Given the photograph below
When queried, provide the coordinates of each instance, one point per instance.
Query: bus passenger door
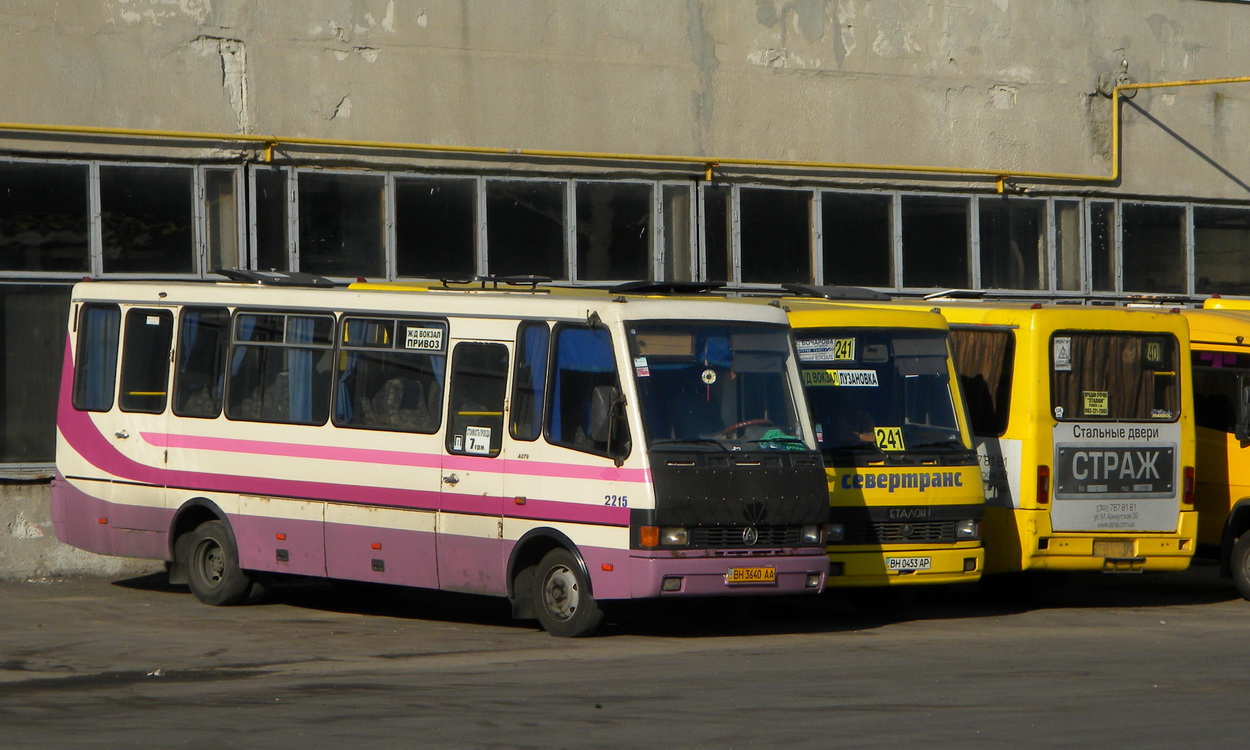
(470, 513)
(139, 425)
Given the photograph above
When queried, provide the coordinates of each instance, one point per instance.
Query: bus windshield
(718, 385)
(1114, 375)
(879, 395)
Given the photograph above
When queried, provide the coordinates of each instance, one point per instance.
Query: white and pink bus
(561, 450)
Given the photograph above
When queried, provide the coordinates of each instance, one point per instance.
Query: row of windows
(114, 219)
(375, 374)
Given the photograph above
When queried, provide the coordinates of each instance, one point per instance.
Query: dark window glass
(434, 226)
(1154, 248)
(280, 369)
(199, 376)
(776, 235)
(390, 374)
(145, 220)
(341, 224)
(44, 218)
(1099, 375)
(614, 230)
(525, 224)
(33, 324)
(145, 360)
(479, 379)
(1216, 389)
(718, 233)
(856, 241)
(1221, 251)
(273, 220)
(95, 368)
(1013, 244)
(985, 361)
(1103, 266)
(583, 361)
(935, 241)
(529, 380)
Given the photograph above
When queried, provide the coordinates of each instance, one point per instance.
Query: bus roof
(423, 300)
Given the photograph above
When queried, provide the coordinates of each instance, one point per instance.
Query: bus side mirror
(1241, 426)
(605, 403)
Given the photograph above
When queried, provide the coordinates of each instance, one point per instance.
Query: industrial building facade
(1084, 149)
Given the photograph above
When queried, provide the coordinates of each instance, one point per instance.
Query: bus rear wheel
(563, 599)
(1240, 563)
(213, 568)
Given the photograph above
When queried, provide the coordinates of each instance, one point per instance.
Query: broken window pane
(1221, 251)
(341, 224)
(776, 235)
(856, 243)
(1013, 244)
(1154, 248)
(434, 226)
(1103, 246)
(678, 265)
(718, 233)
(44, 218)
(525, 229)
(935, 241)
(145, 220)
(273, 220)
(221, 218)
(614, 230)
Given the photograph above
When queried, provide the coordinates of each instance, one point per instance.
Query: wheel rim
(211, 561)
(560, 593)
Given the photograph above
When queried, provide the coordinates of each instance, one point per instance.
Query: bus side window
(199, 375)
(529, 380)
(145, 360)
(479, 380)
(280, 369)
(95, 369)
(583, 361)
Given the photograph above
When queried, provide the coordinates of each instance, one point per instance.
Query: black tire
(561, 596)
(1240, 563)
(213, 568)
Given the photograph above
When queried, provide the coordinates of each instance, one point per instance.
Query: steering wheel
(749, 423)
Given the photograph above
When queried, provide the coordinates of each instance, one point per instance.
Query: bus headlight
(674, 536)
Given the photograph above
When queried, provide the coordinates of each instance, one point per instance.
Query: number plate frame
(740, 576)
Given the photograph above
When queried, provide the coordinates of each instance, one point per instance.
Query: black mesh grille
(731, 536)
(900, 531)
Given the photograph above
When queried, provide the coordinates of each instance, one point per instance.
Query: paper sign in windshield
(840, 378)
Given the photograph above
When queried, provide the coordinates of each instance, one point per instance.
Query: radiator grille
(731, 536)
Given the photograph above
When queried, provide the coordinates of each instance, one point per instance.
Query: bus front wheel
(1240, 563)
(213, 566)
(563, 599)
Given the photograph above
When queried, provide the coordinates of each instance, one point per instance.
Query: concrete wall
(29, 548)
(986, 84)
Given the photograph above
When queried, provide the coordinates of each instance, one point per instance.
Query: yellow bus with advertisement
(1085, 434)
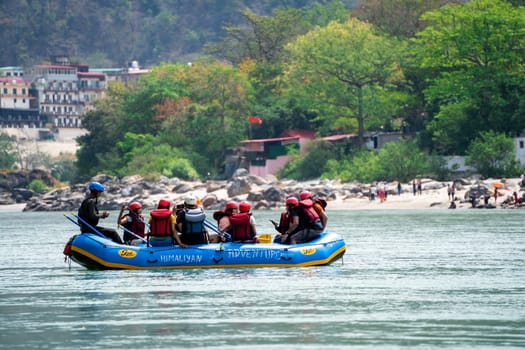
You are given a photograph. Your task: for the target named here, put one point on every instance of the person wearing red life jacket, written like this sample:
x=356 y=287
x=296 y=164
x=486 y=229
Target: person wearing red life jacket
x=288 y=223
x=319 y=206
x=242 y=225
x=223 y=216
x=190 y=222
x=310 y=224
x=162 y=226
x=133 y=221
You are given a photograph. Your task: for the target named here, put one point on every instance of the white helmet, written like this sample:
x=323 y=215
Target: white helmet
x=190 y=200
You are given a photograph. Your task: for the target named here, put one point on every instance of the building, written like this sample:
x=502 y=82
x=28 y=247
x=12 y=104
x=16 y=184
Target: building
x=268 y=156
x=18 y=101
x=66 y=91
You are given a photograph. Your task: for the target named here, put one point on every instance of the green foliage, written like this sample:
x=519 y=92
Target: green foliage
x=474 y=59
x=310 y=165
x=493 y=155
x=400 y=161
x=148 y=31
x=7 y=152
x=341 y=69
x=38 y=186
x=64 y=170
x=162 y=159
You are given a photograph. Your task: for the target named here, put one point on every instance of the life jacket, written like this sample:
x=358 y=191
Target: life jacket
x=194 y=221
x=160 y=223
x=219 y=214
x=284 y=222
x=242 y=230
x=310 y=214
x=136 y=225
x=321 y=202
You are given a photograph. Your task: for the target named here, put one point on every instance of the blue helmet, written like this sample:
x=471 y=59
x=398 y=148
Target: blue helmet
x=96 y=186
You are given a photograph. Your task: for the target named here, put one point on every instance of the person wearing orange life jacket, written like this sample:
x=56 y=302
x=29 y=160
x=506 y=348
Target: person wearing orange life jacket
x=190 y=222
x=133 y=221
x=243 y=225
x=288 y=223
x=310 y=225
x=162 y=226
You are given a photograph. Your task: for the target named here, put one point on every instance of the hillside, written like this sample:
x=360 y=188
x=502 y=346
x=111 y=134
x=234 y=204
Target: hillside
x=102 y=33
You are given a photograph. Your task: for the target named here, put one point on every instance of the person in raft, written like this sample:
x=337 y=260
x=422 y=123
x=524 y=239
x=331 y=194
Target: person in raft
x=133 y=221
x=243 y=225
x=318 y=204
x=310 y=224
x=288 y=223
x=162 y=226
x=190 y=222
x=90 y=215
x=223 y=219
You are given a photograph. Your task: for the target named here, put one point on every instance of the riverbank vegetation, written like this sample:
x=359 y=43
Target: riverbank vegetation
x=447 y=74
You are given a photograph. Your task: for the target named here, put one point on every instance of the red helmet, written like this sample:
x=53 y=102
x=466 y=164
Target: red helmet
x=164 y=204
x=134 y=206
x=305 y=195
x=231 y=205
x=244 y=207
x=292 y=201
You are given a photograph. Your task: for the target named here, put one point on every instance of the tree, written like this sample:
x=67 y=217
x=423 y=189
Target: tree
x=474 y=54
x=7 y=152
x=261 y=38
x=493 y=155
x=342 y=68
x=397 y=17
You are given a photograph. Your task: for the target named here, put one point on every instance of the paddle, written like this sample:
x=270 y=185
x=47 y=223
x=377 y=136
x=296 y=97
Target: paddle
x=211 y=226
x=133 y=233
x=87 y=224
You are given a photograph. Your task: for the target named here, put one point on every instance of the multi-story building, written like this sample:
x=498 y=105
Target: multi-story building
x=66 y=92
x=18 y=101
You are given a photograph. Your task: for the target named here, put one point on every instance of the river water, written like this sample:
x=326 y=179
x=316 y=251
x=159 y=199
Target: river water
x=425 y=279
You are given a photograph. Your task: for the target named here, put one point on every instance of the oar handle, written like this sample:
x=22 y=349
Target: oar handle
x=133 y=233
x=88 y=225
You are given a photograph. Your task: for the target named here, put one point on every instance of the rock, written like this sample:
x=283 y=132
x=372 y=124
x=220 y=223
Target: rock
x=238 y=186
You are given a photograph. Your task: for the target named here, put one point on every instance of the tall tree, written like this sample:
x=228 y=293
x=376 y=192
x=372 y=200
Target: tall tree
x=340 y=69
x=397 y=17
x=475 y=53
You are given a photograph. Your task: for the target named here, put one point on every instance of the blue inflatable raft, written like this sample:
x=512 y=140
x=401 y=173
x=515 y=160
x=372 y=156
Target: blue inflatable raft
x=98 y=253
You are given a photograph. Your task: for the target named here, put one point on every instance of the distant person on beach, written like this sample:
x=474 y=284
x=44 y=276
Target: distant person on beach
x=90 y=215
x=133 y=222
x=288 y=223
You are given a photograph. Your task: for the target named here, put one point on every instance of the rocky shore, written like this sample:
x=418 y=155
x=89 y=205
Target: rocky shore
x=263 y=193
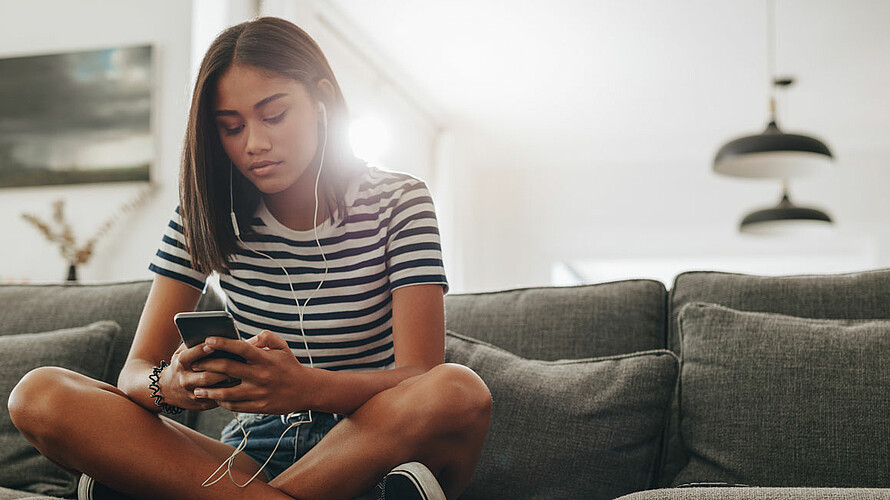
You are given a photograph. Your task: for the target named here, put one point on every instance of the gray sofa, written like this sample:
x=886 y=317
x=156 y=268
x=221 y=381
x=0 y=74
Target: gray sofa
x=728 y=386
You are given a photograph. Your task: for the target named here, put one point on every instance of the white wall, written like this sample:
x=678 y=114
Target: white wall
x=588 y=179
x=44 y=26
x=586 y=129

::::

> _YOUR OBJECTIVE_: Copy the data above word for word, from the line with "the blue inflatable" to the line with "x=728 y=386", with both of those lines included and the pictures left out.

> _RESULT OF THE TASK_:
You are given a photograph. Your task: for the target named here, put one point on every instance of the blue inflatable raft, written like this sample:
x=512 y=140
x=401 y=173
x=515 y=160
x=372 y=156
Target: blue inflatable raft
x=98 y=253
You are given a photograph. Your task: for the target named here, put one point on every instance of the distant person on beach, written like this sample:
x=474 y=284
x=44 y=276
Target: distant person on beach
x=90 y=215
x=133 y=222
x=288 y=223
You are given a photograph. Your task: for the target named here, put one point on every instance of the rocky shore, written like this sample:
x=418 y=155
x=89 y=205
Target: rocky shore
x=263 y=193
You are given a photograph. Your task: for the target named here, put one point on every instance of the gray sofa, written like this sample:
x=886 y=317
x=156 y=268
x=221 y=381
x=0 y=74
Target: gray sofa
x=728 y=386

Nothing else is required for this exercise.